* Start *

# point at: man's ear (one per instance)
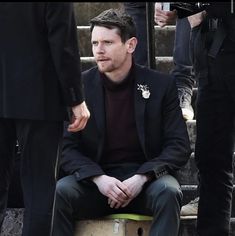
(131, 44)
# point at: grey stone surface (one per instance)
(13, 222)
(84, 11)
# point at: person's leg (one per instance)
(39, 144)
(15, 195)
(137, 10)
(183, 70)
(77, 200)
(7, 150)
(214, 149)
(162, 199)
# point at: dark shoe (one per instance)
(185, 104)
(190, 209)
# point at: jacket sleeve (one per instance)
(176, 150)
(73, 159)
(62, 37)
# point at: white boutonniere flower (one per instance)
(145, 90)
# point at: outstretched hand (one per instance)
(116, 191)
(162, 17)
(80, 117)
(134, 185)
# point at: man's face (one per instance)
(109, 51)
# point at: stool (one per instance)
(115, 225)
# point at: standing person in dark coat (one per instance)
(213, 53)
(134, 143)
(39, 78)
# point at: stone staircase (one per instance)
(163, 56)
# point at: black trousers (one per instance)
(215, 144)
(39, 143)
(82, 200)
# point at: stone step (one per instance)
(190, 192)
(13, 222)
(164, 41)
(84, 11)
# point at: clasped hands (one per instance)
(120, 193)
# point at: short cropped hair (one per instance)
(115, 18)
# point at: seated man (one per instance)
(135, 141)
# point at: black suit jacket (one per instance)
(39, 60)
(160, 126)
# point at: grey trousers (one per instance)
(82, 200)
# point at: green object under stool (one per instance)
(115, 225)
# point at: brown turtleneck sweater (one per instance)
(122, 143)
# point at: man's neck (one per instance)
(118, 76)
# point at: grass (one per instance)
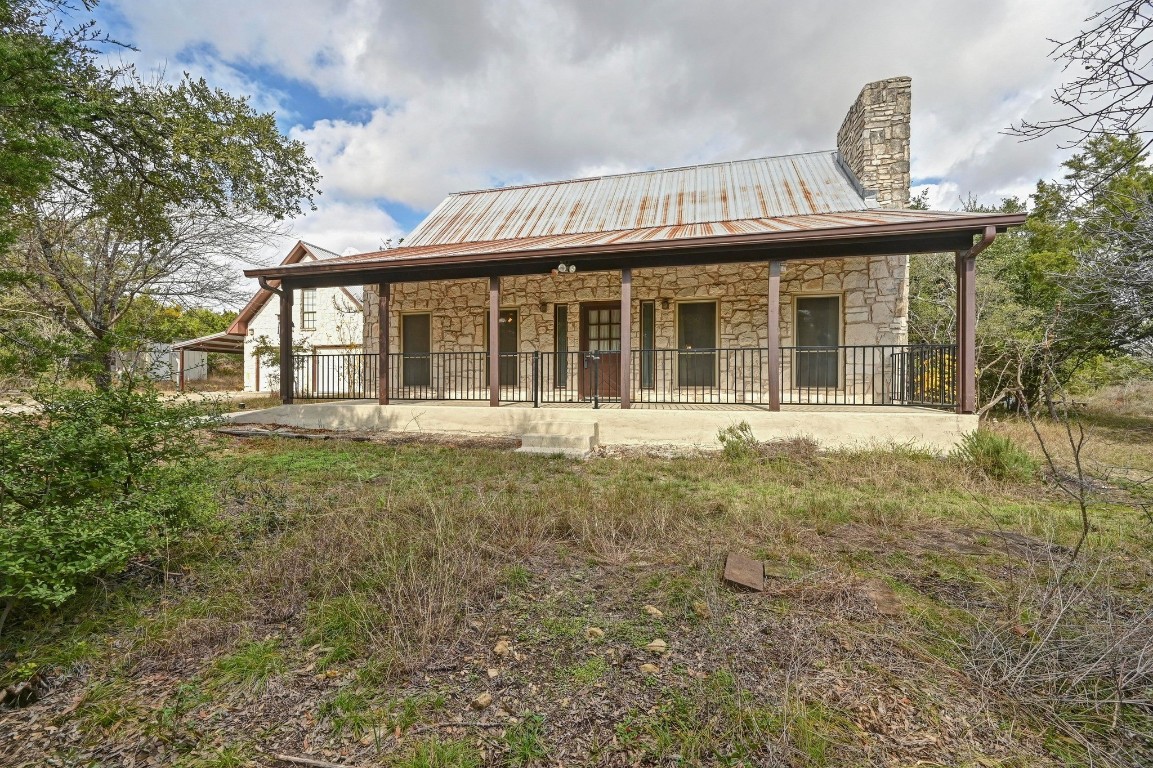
(351, 596)
(250, 667)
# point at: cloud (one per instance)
(464, 95)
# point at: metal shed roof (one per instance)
(767, 188)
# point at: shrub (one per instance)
(88, 481)
(738, 442)
(996, 456)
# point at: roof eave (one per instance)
(766, 241)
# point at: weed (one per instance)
(412, 710)
(738, 442)
(586, 672)
(525, 742)
(996, 456)
(435, 753)
(341, 624)
(517, 577)
(251, 665)
(348, 710)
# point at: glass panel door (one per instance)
(696, 338)
(818, 337)
(415, 348)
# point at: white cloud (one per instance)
(469, 95)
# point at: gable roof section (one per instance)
(302, 251)
(813, 183)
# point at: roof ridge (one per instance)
(400, 250)
(313, 246)
(635, 173)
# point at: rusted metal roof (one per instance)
(657, 202)
(873, 232)
(784, 224)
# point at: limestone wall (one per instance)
(339, 328)
(872, 299)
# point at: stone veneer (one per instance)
(871, 314)
(873, 141)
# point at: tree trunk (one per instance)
(104, 362)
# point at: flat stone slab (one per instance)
(744, 572)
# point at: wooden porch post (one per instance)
(626, 337)
(382, 374)
(494, 341)
(774, 333)
(966, 332)
(286, 367)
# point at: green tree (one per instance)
(138, 187)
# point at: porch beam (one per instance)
(383, 331)
(494, 341)
(626, 338)
(286, 367)
(966, 332)
(774, 334)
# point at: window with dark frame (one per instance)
(696, 356)
(308, 309)
(560, 344)
(648, 344)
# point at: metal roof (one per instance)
(781, 225)
(747, 190)
(221, 341)
(317, 251)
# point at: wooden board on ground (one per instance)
(744, 572)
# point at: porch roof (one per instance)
(872, 232)
(221, 341)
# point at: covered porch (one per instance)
(613, 352)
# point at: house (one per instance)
(329, 328)
(160, 362)
(771, 284)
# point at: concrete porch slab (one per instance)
(833, 427)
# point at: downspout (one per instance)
(264, 284)
(991, 234)
(966, 322)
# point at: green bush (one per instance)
(738, 442)
(88, 481)
(996, 456)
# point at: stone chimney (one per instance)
(874, 140)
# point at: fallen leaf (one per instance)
(657, 646)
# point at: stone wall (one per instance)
(874, 291)
(339, 328)
(872, 309)
(873, 141)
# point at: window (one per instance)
(560, 344)
(308, 309)
(507, 334)
(696, 339)
(416, 349)
(648, 343)
(818, 336)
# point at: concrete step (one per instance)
(572, 438)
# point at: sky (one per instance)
(401, 103)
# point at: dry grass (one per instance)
(1131, 399)
(374, 590)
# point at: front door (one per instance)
(600, 336)
(818, 336)
(415, 349)
(696, 340)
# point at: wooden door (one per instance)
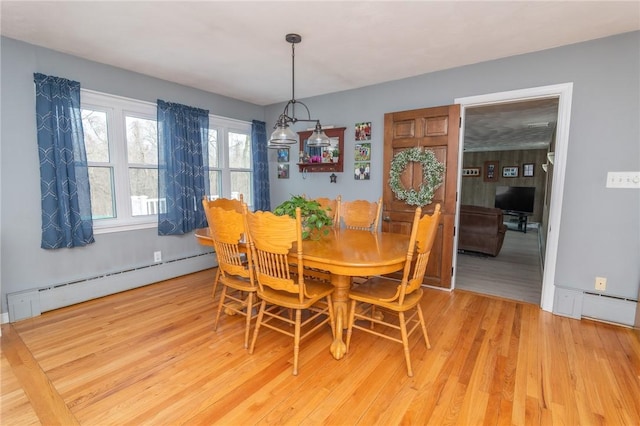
(436, 129)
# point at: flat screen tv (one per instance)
(517, 199)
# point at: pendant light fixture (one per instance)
(283, 136)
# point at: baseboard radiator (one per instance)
(30, 303)
(579, 304)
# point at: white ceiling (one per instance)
(238, 48)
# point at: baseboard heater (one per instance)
(30, 303)
(615, 309)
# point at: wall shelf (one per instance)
(337, 142)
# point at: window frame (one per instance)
(117, 108)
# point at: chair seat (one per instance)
(377, 289)
(317, 290)
(238, 283)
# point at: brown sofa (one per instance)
(481, 229)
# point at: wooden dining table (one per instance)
(347, 253)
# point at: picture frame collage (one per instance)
(362, 151)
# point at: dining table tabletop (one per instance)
(347, 253)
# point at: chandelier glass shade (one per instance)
(282, 135)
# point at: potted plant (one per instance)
(314, 217)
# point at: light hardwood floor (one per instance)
(516, 272)
(150, 356)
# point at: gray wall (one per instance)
(600, 227)
(24, 265)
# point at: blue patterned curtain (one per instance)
(64, 175)
(183, 166)
(261, 198)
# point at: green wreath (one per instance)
(432, 176)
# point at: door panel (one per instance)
(436, 129)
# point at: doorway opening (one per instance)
(563, 94)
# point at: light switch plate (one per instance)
(623, 180)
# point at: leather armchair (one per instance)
(481, 229)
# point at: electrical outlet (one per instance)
(601, 283)
(623, 180)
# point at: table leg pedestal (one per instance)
(341, 309)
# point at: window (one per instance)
(121, 141)
(230, 163)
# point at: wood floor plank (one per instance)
(151, 356)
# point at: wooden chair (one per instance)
(282, 290)
(401, 299)
(361, 214)
(227, 204)
(333, 205)
(235, 269)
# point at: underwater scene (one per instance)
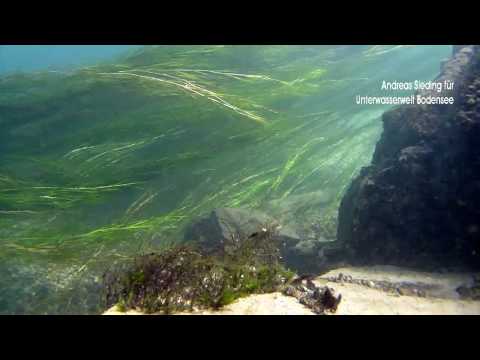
(259, 179)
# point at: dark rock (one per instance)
(417, 203)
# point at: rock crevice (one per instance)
(418, 200)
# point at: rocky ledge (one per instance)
(417, 203)
(364, 292)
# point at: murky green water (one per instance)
(101, 162)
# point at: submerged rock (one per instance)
(418, 200)
(225, 226)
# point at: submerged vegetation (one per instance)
(185, 277)
(99, 162)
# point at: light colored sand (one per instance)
(361, 300)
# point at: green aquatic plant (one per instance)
(184, 277)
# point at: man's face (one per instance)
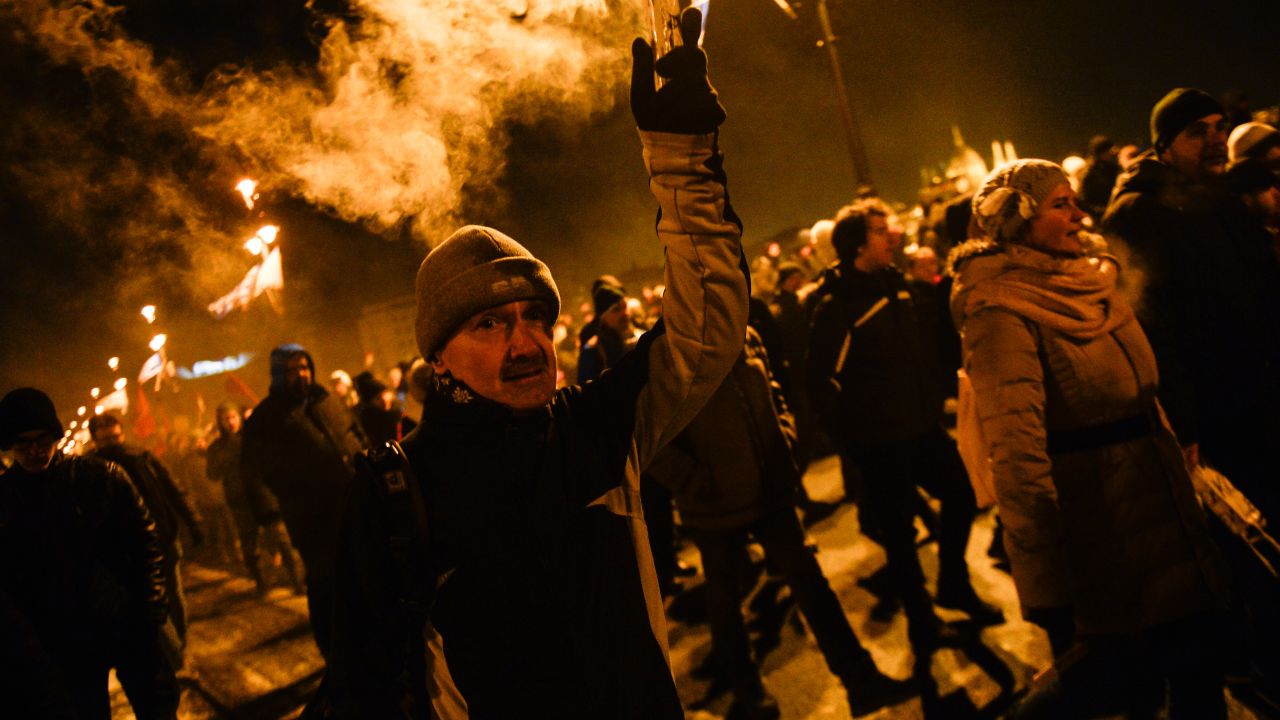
(617, 318)
(504, 354)
(33, 450)
(297, 377)
(110, 436)
(877, 253)
(229, 422)
(1200, 150)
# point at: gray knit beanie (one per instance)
(1010, 195)
(476, 268)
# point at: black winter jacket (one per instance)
(1210, 296)
(165, 500)
(80, 563)
(873, 370)
(302, 454)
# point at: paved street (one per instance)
(252, 657)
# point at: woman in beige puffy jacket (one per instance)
(1107, 543)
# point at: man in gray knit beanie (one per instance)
(479, 277)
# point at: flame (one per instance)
(248, 191)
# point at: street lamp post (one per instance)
(856, 150)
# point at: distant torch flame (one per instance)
(248, 191)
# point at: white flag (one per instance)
(151, 368)
(268, 274)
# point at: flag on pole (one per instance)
(151, 368)
(268, 274)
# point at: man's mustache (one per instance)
(524, 365)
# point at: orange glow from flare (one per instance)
(248, 191)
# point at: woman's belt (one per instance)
(1100, 436)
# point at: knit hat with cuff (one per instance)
(1180, 108)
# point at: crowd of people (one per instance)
(492, 532)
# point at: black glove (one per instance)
(686, 103)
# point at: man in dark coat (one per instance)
(1210, 296)
(531, 557)
(81, 583)
(874, 379)
(165, 501)
(300, 443)
(254, 509)
(734, 475)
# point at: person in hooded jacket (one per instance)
(874, 379)
(252, 507)
(300, 443)
(1106, 541)
(734, 475)
(81, 578)
(530, 556)
(1210, 295)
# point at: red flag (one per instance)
(144, 423)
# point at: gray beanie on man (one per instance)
(474, 269)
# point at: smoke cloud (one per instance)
(403, 118)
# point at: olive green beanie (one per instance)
(474, 269)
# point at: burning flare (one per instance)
(248, 191)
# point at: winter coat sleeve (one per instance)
(174, 495)
(705, 304)
(1156, 238)
(1004, 365)
(826, 340)
(131, 528)
(376, 662)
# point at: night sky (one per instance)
(109, 204)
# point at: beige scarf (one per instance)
(1075, 296)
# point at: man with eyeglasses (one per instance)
(81, 587)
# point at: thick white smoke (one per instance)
(406, 110)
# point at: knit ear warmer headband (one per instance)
(1010, 195)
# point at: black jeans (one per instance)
(1129, 674)
(891, 473)
(784, 541)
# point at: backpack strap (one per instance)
(407, 532)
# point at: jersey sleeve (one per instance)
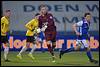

* End *

PROMPT:
Report in full each line of the items above that contains the word "submerged".

SOLUTION TO THIS TASK:
# point at: submerged rock (one per instance)
# point at: submerged vegetation (one per instance)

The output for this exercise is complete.